§ **Task instructions**:
Retyping the records exactly, down to the last line, is the whole job.

>>>>>

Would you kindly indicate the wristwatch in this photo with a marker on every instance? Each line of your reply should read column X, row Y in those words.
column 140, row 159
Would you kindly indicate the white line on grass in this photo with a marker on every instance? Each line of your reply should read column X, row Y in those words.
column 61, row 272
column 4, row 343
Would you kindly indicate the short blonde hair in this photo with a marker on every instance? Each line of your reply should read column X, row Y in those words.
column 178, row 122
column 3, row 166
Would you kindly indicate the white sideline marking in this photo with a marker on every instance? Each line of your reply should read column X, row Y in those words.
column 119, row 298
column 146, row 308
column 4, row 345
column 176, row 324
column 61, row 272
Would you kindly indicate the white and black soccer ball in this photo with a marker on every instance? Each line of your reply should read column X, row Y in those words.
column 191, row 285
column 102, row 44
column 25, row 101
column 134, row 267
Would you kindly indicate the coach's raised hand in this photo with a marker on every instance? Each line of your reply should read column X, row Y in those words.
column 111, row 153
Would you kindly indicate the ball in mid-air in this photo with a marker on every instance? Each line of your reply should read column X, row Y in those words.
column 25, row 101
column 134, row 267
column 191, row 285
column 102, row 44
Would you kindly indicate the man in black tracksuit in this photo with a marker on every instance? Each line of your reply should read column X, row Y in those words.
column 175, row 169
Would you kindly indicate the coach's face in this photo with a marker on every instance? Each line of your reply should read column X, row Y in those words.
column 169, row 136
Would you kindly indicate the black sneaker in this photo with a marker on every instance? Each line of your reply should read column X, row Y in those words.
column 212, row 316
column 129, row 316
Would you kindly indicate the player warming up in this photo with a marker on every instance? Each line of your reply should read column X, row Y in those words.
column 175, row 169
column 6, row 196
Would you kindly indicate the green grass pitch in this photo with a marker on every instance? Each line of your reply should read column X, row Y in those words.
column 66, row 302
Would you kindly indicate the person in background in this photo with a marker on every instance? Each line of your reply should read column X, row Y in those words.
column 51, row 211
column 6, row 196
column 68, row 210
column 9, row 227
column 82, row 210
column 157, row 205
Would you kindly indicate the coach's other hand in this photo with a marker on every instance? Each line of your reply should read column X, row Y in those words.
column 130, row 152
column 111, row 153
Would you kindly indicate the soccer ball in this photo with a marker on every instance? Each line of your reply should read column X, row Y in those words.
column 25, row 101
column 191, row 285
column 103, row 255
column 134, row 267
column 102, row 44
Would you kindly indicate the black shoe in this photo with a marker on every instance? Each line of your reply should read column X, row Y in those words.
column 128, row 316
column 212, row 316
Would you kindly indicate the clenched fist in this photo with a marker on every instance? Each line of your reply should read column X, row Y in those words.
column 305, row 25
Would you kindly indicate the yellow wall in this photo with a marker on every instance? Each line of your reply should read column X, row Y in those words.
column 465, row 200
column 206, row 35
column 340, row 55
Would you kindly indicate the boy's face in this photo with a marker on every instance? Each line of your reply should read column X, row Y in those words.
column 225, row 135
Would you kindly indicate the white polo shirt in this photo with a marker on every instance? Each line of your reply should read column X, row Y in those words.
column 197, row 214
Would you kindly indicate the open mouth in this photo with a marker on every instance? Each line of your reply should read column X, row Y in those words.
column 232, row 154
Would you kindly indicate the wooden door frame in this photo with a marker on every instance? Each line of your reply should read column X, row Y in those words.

<<<<<

§ **Result**:
Would you kindly indicate the wristwatch in this photo with a marker on every instance? Each line of your reply should read column X, row Y in those words.
column 140, row 159
Would you kindly indicate the white line on grass in this photo with a marker on every instance? Each line of your reply should read column X, row Y in those words.
column 61, row 272
column 4, row 343
Would you kindly indicate the short blonde hair in this photo with a marker on every instance? Each line of your reply should read column X, row Y in those words.
column 178, row 122
column 3, row 166
Would you kindly indicate the white sideline marking in this photo with a marker on every instance? Each line of your reply should read column X, row Y in those words.
column 119, row 298
column 146, row 308
column 4, row 345
column 176, row 324
column 61, row 272
Would you kindly indicate the white and black soccer ball in this photo with a marker on every instance? Each line of your reply should read column X, row Y in those words.
column 191, row 285
column 102, row 44
column 25, row 101
column 134, row 267
Would you kindly indicate the coach's raised hand in this photo with a marker on every instance? Each line of your reply should read column X, row Y in those words.
column 111, row 153
Would you kindly indicate the ball in mid-air in this photo with a marker on every instance? Each line of your reply should read column X, row Y in those words.
column 25, row 101
column 134, row 267
column 191, row 285
column 102, row 44
Would you kindly indicate the man in black tracksuit in this photo with a marker on every instance? Each line of your reply should read column X, row Y in those words.
column 175, row 169
Would you kindly indicate the coach's face in this photo with a marker on every instance? Each line of your reply should read column X, row Y in those words.
column 169, row 136
Would you kindly indicate the black sneaker in this photo with a marker on every instance? Each line of your reply should read column X, row Y in those words.
column 212, row 316
column 129, row 316
Would you kindly indicate the player warming up in this photo with a marker on every instance? Each line of your reply should read column X, row Y in those words.
column 175, row 169
column 6, row 196
Would you kindly indicate the green grass pitch in this photo with a marker on every instance? Each line of your reply should read column X, row Y in those words.
column 66, row 302
Would you kindly indicate the person in background in this photo with a marker on every instance? Each line of your reply should read column X, row Y in those words.
column 51, row 211
column 6, row 196
column 68, row 210
column 9, row 227
column 82, row 210
column 157, row 205
Would you kindly indicate the coach's other hand in this photo with a marker on every instance? Each line of your reply should read column X, row Y in those words.
column 130, row 152
column 111, row 153
Would you kindly indicate the soccer ball in this photo with a marker on every instance? Each line of your reply should read column X, row Y in those words.
column 25, row 101
column 191, row 285
column 103, row 255
column 134, row 267
column 102, row 44
Would you kindly indicate the black shoe in this photo with a marker on every instance? Each line of your reply should read column X, row Y in those words.
column 128, row 316
column 212, row 316
Would you kindly indicate the clenched fist in this photo with a marker on every instance? Each line of your reply should read column X, row Y in those words.
column 305, row 25
Would you kindly indicate the yellow wall in this photo with a marker on every instance? Each line of your reply should read column X, row Y in those words.
column 465, row 200
column 206, row 35
column 340, row 55
Would you kindly indicate the boy's face in this photo with a marker on every instance? Each line of your reply should read column X, row Y in those words.
column 225, row 135
Would you kindly indicate the white polo shirt in this photo with a marker on every instance? Each line of your reply should read column X, row Y in those words.
column 197, row 214
Would you kindly indicate the open mouth in this photo with a marker on every instance? Each line of your reply should read column X, row Y in those words.
column 232, row 154
Would you kindly indicate the wooden door frame in this photo with a marker on every instance? Each line of your reply should read column X, row Y in those words.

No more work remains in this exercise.